**What to do**
Starting at the line that contains "Find the spire" and ending after the line that contains "Find the metal d-ring", write those lines out again with "distant building" switched to "far-off building" and nothing else altered.

**Data**
╭──
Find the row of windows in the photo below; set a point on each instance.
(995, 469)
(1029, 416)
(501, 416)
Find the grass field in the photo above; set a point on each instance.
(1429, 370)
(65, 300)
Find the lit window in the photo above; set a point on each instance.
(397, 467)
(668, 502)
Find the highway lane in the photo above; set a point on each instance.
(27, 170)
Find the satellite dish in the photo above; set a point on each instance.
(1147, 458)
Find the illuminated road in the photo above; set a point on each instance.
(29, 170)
╰──
╭──
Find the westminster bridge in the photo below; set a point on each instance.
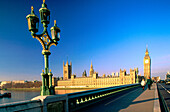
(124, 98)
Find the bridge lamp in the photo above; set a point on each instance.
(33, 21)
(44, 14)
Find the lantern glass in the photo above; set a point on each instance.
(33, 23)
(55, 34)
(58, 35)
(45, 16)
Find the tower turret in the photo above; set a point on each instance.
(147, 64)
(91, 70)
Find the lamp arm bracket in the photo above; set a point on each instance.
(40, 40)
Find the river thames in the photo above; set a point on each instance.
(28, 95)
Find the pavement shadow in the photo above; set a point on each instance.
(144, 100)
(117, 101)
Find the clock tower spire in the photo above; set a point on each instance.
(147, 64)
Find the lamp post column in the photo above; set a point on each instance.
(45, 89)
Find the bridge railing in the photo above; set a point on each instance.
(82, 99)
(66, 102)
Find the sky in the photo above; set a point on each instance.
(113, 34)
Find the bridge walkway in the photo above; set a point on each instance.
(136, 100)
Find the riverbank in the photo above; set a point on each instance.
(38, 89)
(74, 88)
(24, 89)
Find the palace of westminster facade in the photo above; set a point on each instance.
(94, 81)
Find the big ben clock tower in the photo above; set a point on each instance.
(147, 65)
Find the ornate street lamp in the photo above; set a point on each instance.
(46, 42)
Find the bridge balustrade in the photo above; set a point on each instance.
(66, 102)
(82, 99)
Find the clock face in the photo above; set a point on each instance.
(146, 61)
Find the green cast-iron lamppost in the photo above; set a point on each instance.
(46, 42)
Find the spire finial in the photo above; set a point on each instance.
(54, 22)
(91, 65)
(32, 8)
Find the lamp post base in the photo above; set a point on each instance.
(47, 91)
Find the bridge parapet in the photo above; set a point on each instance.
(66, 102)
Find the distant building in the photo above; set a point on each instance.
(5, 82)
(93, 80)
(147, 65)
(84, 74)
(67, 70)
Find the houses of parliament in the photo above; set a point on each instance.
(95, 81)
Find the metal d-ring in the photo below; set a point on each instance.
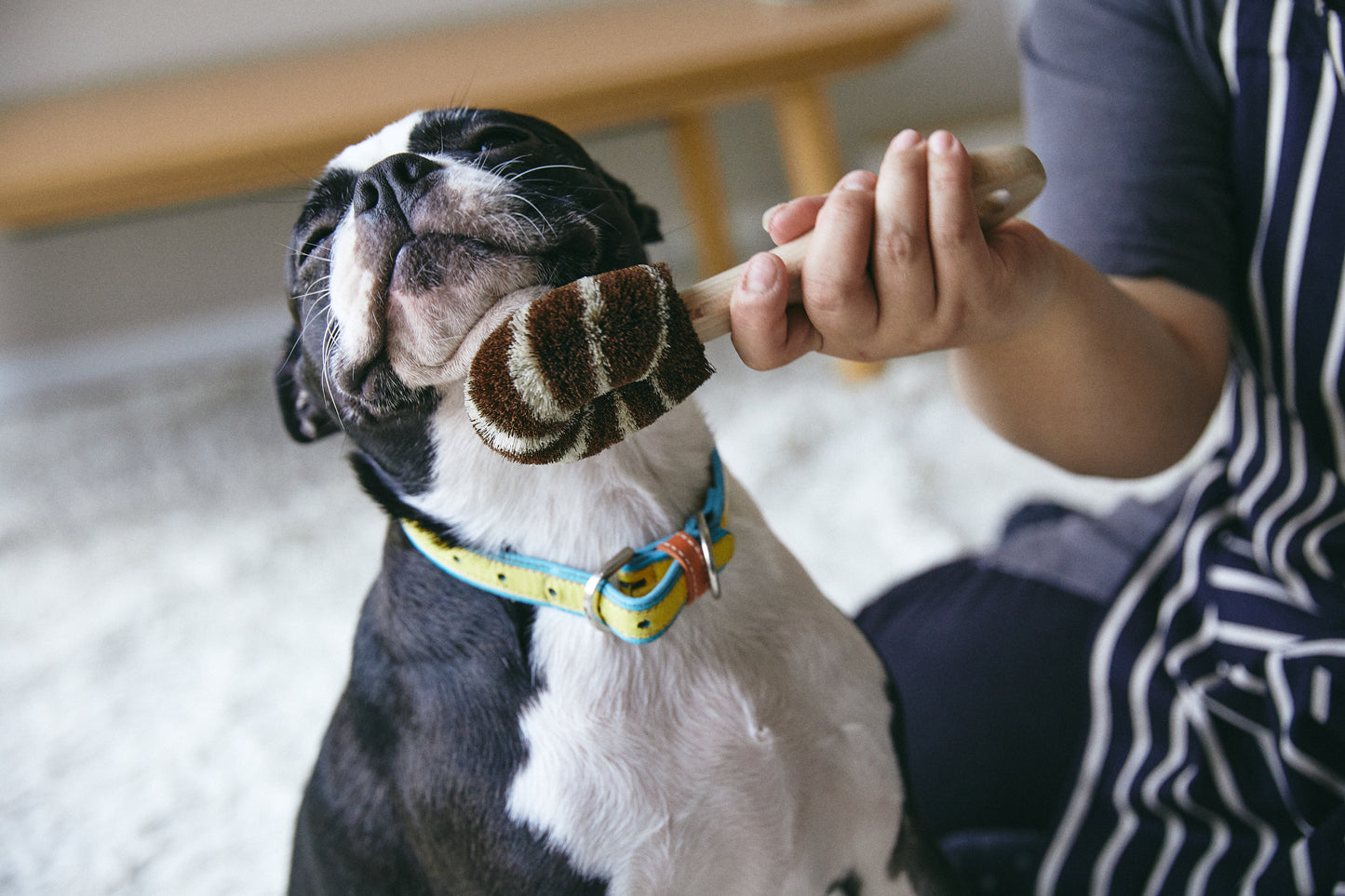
╰──
╭──
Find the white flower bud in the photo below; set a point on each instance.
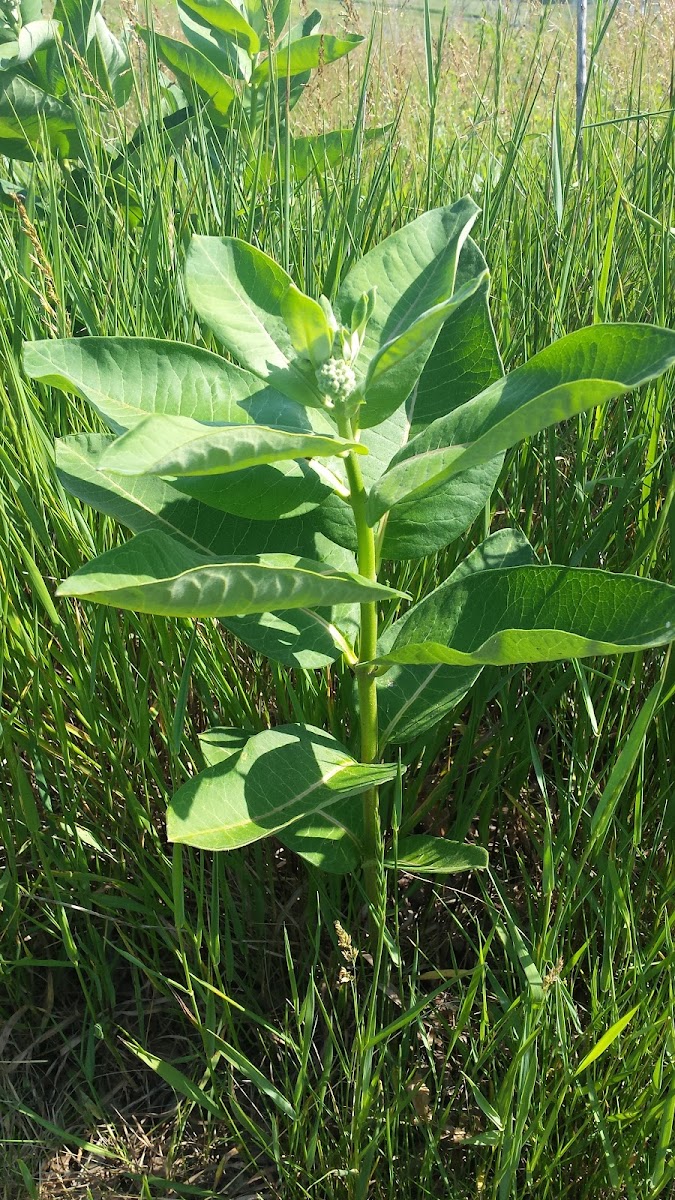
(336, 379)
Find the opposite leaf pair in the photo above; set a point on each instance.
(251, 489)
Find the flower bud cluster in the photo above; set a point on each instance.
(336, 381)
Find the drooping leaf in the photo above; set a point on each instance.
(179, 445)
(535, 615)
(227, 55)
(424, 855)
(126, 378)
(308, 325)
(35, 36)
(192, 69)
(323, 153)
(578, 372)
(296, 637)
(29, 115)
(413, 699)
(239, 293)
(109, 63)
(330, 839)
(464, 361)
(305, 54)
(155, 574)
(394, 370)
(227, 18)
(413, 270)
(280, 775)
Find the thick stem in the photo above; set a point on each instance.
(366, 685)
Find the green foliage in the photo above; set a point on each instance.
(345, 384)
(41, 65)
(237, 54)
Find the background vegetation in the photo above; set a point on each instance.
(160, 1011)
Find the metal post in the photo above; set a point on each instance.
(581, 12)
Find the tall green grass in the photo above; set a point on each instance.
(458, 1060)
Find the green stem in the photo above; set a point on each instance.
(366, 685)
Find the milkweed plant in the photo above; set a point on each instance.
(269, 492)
╰──
**Final answer**
Find the spire finial in the photo above; set a point on each instance.
(54, 22)
(91, 65)
(32, 8)
Find the lamp post base in the photo above; set a point on each instance.
(47, 91)
Find the bridge parapet in the photo above; set a point on each instance.
(66, 102)
Find the far-off building in the photo above; set a point on each instance.
(5, 82)
(93, 80)
(147, 65)
(84, 74)
(67, 70)
Find the houses of parliament in the photo above; set a point on each instance.
(95, 81)
Find the metal d-ring in the photo below; set a point on each instance.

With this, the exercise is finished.